=== Region pointing data ===
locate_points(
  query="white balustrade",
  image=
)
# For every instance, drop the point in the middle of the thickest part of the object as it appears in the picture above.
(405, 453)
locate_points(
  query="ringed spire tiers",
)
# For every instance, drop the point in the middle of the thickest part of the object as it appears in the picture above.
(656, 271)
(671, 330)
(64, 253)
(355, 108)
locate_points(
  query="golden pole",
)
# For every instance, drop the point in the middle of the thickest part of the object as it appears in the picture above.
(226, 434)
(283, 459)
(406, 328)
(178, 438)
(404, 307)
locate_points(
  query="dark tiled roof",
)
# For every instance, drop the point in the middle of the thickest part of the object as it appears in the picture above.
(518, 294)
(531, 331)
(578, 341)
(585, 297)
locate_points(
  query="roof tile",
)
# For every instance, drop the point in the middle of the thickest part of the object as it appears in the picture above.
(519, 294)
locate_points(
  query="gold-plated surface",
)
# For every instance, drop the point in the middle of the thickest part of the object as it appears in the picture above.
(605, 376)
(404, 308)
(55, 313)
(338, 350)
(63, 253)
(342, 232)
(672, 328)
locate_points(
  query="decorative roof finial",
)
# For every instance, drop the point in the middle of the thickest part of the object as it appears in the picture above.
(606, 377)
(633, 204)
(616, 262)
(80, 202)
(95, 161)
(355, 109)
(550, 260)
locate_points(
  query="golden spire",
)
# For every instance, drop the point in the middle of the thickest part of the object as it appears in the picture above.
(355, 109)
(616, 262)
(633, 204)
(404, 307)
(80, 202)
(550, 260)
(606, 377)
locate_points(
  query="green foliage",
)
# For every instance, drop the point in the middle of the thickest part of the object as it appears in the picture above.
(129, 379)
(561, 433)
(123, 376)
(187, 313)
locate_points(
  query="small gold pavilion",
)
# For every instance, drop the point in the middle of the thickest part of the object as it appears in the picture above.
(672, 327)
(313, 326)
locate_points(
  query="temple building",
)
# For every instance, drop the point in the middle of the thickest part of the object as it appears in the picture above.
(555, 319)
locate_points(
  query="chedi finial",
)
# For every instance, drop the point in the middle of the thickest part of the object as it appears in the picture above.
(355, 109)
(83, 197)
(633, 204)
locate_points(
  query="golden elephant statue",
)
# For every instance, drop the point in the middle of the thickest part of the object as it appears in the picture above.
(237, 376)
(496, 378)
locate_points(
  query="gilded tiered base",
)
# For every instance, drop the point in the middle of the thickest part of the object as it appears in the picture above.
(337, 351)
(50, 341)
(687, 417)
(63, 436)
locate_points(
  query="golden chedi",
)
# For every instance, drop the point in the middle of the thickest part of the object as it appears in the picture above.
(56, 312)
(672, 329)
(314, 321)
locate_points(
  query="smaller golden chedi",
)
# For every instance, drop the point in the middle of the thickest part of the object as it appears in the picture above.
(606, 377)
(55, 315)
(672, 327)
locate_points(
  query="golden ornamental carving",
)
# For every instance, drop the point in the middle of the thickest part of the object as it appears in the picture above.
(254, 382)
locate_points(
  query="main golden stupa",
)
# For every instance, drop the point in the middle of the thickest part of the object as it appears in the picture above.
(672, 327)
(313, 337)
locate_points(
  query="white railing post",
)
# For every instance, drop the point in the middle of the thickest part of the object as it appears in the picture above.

=== What you should do ===
Check each line of the data above, and please copy the ones in which the string "finial" occurs.

=== Answer area ===
  query="decorative roof finial",
  query="chedi finial",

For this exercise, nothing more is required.